Vu la procédure suivante :
Procédure contentieuse antérieure :
M. et Mme B...ont demandé au tribunal administratif de Nantes de constater l'emprise irrégulière résultant de la pose d'une canalisation d'eau potable sur leur propriété dont se serait rendue coupable la commune de Pruillé et d'enjoindre à la commune de déplacer cette canalisation dans un délai de six mois sous astreinte de 150 euros par jour de retard.
Par une ordonnance n°1501562 du 22 juillet 2016, le président de la 2ème chambre du tribunal administratif de Nantes a, sur le fondement des articles R. 222-1 et R. 421-1 du code de justice administrative, rejeté leur demande comme irrecevable.

==*==

** À faire **
1/ Traduisez en anglais cette phrase du texte fourni : « Par une ordonnance n°1501562 du 22 juillet 2016, le président de la 2ème chambre du tribunal administratif de Nantes a, sur le fondement des articles R. 222-1 et R. 421-1 du code de justice administrative, rejeté leur demande comme irrecevable. »
2/ Reproduisez tel quel le passage du texte fourni qui commence par "Par une ordonnance" et va jusqu'à "demande comme irrecevable.".
Les lignes plus bas sont un contenu à part, sans lien avec le texte fourni.

==*==

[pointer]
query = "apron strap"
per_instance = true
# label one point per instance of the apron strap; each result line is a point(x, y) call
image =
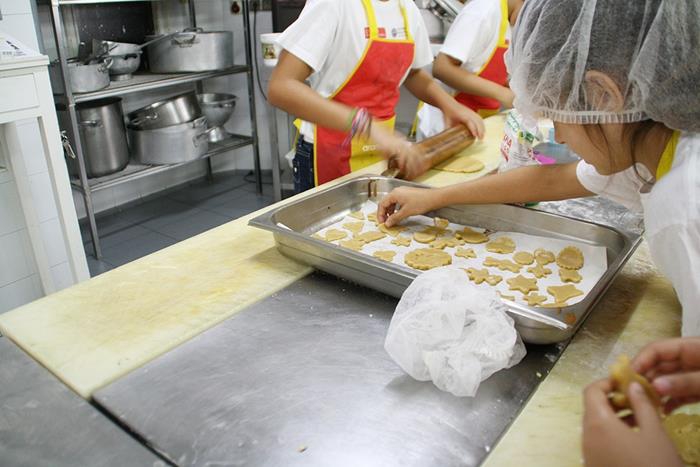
point(666, 161)
point(372, 20)
point(504, 25)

==*==

** Réponses finales **
1/ By order no. 1501562 of July 22, 2016, the president of the 2nd chamber of the Nantes administrative court, on the basis of articles R. 222-1 and R. 421-1 of the code of administrative justice, dismissed their claim as inadmissible.

2/
Par une ordonnance n°1501562 du 22 juillet 2016, le président de la 2ème chambre du tribunal administratif de Nantes a, sur le fondement des articles R. 222-1 et R. 421-1 du code de justice administrative, rejeté leur demande comme irrecevable.